++++ Given passage ++++
Common Pitfall: Normal vs. Log-Normal

A frequent mistake is applying normal distribution assumptions to log-normally distributed data. This leads to:

  • Underestimating rare events and extreme values
  • Biased confidence intervals
  • Inaccurate hypothesis testing
  • Misleading visualizations

Implementation in Python

import numpy as np
import matplotlib.pyplot as plt
import scipy.stats as stats

# Generate log-normal distributed data
mu = 0
sigma = 0.5
sample_size = 1000
data = np.random.lognormal(mu, sigma, sample_size)

# Plot histogram with log-normal PDF
plt.figure(figsize=(10, 6))
plt.hist(data, bins=50, density=True, alpha=0.7, label='Data')

# Calculate PDF for comparison
x = np.linspace(min(data), max(data), 1000)
++++
- **Exercise aim**: From the text on the normal versus log-normal pitfall, extract word for word the section from "# Generate log-normal" to "plt.figure(figsize=(10, 6))".
++++ Provided material ++++
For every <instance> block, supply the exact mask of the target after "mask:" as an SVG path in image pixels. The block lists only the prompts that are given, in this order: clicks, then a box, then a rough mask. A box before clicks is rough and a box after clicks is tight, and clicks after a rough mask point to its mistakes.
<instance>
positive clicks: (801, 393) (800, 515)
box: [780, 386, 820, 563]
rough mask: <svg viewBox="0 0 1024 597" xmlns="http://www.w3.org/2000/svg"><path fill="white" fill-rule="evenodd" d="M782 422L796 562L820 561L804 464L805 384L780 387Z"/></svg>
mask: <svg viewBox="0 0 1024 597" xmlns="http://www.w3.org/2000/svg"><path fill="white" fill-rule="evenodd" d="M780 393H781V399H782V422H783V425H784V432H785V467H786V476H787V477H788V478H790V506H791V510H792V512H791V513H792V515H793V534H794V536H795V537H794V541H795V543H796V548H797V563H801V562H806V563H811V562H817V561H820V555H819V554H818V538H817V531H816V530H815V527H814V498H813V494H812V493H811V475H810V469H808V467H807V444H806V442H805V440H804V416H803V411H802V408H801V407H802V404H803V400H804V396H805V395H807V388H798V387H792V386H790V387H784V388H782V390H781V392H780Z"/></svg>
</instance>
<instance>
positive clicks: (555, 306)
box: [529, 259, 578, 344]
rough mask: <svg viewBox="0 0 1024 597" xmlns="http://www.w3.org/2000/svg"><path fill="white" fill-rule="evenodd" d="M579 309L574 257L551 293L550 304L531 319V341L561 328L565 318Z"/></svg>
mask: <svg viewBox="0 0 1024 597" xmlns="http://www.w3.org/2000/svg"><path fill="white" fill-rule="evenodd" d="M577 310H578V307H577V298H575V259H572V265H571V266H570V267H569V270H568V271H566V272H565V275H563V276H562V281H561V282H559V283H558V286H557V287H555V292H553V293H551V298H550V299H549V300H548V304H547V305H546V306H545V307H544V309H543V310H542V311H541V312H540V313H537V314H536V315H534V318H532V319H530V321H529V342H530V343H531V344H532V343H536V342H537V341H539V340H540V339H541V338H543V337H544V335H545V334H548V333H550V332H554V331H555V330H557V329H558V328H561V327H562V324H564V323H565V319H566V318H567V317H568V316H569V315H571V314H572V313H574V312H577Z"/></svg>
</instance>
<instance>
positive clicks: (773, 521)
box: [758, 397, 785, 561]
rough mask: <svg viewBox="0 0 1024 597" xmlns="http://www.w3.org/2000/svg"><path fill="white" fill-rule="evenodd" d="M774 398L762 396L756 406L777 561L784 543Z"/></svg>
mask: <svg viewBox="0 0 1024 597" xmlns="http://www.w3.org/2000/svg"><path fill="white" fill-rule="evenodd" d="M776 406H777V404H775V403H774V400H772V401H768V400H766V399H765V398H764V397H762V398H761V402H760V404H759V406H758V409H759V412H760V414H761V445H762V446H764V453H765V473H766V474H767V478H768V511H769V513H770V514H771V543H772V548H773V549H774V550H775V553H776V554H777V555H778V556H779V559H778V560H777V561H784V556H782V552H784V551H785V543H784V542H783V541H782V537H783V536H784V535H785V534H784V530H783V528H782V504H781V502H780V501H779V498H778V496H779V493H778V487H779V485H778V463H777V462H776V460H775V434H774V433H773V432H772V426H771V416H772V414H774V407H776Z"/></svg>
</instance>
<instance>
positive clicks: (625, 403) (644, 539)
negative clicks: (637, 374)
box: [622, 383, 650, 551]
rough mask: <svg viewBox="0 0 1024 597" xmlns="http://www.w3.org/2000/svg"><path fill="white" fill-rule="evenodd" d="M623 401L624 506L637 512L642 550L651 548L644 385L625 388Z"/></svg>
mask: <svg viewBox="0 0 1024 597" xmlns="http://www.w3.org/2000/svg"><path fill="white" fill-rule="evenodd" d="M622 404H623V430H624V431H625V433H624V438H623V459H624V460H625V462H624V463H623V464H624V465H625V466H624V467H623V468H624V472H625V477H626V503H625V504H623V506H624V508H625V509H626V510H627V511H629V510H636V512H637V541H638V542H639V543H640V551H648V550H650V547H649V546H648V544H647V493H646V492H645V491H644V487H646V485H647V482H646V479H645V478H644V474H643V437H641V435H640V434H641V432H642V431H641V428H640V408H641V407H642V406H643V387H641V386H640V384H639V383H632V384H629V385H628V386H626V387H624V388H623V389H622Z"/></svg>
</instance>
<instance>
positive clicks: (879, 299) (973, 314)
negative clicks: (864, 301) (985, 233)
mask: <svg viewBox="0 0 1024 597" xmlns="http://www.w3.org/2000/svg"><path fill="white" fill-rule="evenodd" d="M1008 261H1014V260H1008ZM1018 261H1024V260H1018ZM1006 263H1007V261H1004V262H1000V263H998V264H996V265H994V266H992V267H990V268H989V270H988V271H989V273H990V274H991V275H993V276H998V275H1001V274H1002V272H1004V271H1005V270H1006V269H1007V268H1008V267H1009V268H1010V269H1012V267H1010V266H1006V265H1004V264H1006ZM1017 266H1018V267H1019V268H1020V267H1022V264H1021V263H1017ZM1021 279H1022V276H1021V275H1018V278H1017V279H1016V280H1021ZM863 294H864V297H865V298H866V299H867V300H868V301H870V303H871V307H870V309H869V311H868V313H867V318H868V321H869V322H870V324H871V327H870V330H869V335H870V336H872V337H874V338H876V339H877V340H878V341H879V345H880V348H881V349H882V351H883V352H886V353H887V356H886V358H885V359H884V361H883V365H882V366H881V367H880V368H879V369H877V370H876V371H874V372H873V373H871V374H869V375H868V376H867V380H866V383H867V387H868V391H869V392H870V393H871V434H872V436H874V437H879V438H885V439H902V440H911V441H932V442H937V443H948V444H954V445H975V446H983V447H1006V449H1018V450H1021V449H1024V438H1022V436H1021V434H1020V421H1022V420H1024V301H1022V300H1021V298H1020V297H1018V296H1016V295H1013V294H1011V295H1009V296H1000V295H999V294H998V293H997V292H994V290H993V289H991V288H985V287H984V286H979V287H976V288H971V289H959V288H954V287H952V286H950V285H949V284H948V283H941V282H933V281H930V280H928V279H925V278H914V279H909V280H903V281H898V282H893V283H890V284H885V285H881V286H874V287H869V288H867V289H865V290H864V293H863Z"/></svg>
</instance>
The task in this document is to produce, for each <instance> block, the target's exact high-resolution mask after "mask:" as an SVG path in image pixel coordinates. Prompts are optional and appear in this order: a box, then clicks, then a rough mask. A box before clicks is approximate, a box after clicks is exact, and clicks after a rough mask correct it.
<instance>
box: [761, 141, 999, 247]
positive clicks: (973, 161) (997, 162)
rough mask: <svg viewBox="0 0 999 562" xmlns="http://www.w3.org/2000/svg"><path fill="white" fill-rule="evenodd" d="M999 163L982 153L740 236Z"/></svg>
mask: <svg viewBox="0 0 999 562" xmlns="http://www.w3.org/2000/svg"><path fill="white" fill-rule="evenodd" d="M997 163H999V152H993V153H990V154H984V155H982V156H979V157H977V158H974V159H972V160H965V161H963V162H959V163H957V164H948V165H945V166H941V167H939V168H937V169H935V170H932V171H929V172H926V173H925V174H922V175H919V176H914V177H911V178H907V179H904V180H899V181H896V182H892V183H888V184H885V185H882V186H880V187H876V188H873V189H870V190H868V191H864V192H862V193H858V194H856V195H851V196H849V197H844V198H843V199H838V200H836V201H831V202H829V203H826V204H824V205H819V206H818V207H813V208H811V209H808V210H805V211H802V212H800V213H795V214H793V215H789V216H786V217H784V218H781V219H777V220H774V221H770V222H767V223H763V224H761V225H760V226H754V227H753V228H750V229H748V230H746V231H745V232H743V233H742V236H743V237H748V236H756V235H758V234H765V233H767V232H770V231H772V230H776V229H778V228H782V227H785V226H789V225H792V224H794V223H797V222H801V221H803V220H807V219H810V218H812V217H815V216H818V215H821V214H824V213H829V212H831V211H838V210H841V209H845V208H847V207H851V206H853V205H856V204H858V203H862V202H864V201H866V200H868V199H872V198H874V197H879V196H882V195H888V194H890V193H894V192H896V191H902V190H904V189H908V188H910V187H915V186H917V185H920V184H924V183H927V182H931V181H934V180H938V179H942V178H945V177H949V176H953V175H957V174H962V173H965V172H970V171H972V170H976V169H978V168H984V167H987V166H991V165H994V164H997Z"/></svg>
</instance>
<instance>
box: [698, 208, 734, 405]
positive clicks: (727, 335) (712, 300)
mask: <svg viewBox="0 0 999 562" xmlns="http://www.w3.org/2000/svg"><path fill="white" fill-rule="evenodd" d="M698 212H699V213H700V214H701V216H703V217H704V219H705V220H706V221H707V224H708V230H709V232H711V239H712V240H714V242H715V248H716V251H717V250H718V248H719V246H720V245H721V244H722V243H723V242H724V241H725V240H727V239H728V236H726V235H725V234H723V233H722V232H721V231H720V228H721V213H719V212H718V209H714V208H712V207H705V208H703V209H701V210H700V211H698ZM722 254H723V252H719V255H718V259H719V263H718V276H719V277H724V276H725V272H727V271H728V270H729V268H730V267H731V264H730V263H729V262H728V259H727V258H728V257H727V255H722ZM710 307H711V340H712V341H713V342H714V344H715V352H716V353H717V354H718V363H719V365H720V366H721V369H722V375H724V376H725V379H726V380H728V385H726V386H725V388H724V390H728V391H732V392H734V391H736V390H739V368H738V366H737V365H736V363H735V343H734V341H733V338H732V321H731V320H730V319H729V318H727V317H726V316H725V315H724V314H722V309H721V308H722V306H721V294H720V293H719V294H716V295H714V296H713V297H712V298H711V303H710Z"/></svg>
++++
- **Completed exercise**:
# Generate log-normal distributed data
mu = 0
sigma = 0.5
sample_size = 1000
data = np.random.lognormal(mu, sigma, sample_size)

# Plot histogram with log-normal PDF
plt.figure(figsize=(10, 6))